* SET TASK A
From the review of Natural Capitalism below, set down everything from "This perspective has" down to "reinvigorated environmental debate.".
* SET TASK B
Using the review of Natural Capitalism below, decide whether each statement agrees with it, and quote the words that settle it: (i) Paul Hawken wrote The Ecology of Commerce; (ii) the Lovinses are co-CEOs of Smith and Hawken; (iii) the authors are mainly trying to convince eco-activists.

The book will find its audience, regardless. It is that important. The authors are setting out a boldly different framework for understanding the ecological crisis. It goes like this: The scale and pace of nature’s destruction are far more life-threatening than is commonly understood, yet should not be regarded as overwhelming. The basis for a fundamental transformation of industrial capitalism–new business concepts and technological processes that can save the earth–already exists, not just as wishful theory but as a set of successful and even spreading practices. These new approaches to production and consumption will redefine economic life, not out of noblesse oblige but because they deliver dramatic cost-saving efficiencies to the bottom line, that is, higher rates of return for capital.

This perspective has something to offend nearly everyone: Business interests will choke on the apocalyptic description of the earth in crisis but may be flattered by the suggestion that they have the means to solve it. Most environmentalists agree on the vast dimensions of the threat to nature but may dismiss the authors’ can-do optimism as dangerously naïve. I have particular doubts of my own. Nevertheless, Natural Capitalism poses an intelligent challenge to lazy assumptions on both sides of the political divide and ought to jump-start a reinvigorated environmental debate.

Paul Hawken is a rare type–a green entrepreneur who built a successful enterprise, Smith and Hawken, on eco-friendly terms and who wrote The Ecology of Commerce. The Lovinses are co-CEOs of the Rocky Mountain Institute, which over a generation has famously generated a stream of innovative ideas about how to save resources and eliminate the vast industrial waste commonly known as pollution. If you know their previous works, a lot of this will sound familiar. Indeed, Natural Capitalism recapitulates important “new ideas” of the past two decades that are well-known to serious ecologists on several continents, though not to the American public or its political elites. The weight of this book lies in its comprehensive argument: Ecological destruction is essentially a problem of system design that can be solved. The evidence for this proposition is accumulating within business itself, and the book describes scores (maybe hundreds) of startling examples.

The tone is slightly off-putting because it resembles the brisk self-confidence of a business-management primer, but the authors are clearly trying to convince corporate managers and investors, not eco-activists. Still, their larger objective is radical. “Technology is revolutionizing our lives,” they concede, “[but] our purpose is almost the opposite. We are trying to describe how our lives and life itself will revolutionize the technologies.”

* GIVEN MATERIAL
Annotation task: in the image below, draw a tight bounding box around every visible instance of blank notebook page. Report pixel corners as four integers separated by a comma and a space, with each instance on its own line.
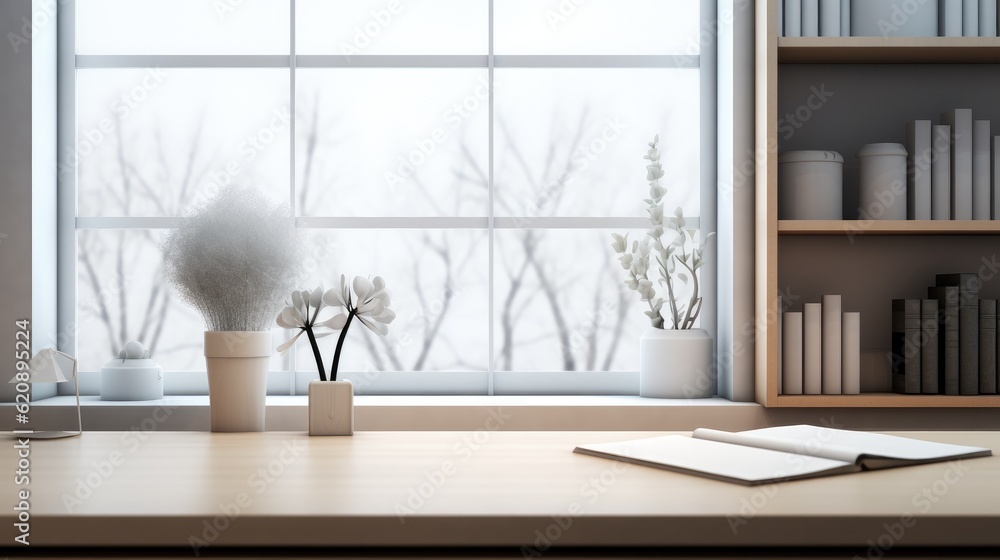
742, 425, 989, 461
579, 436, 851, 482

* OUTPUT A
This perspective has something to offend nearly everyone: Business interests will choke on the apocalyptic description of the earth in crisis but may be flattered by the suggestion that they have the means to solve it. Most environmentalists agree on the vast dimensions of the threat to nature but may dismiss the authors’ can-do optimism as dangerously naïve. I have particular doubts of my own. Nevertheless, Natural Capitalism poses an intelligent challenge to lazy assumptions on both sides of the political divide and ought to jump-start a reinvigorated environmental debate.

* OUTPUT B
(i) Yes: "who wrote The Ecology of Commerce"
(ii) No: "The Lovinses are co-CEOs of the Rocky Mountain Institute"
(iii) No: "the authors are clearly trying to convince corporate managers and investors, not eco-activists"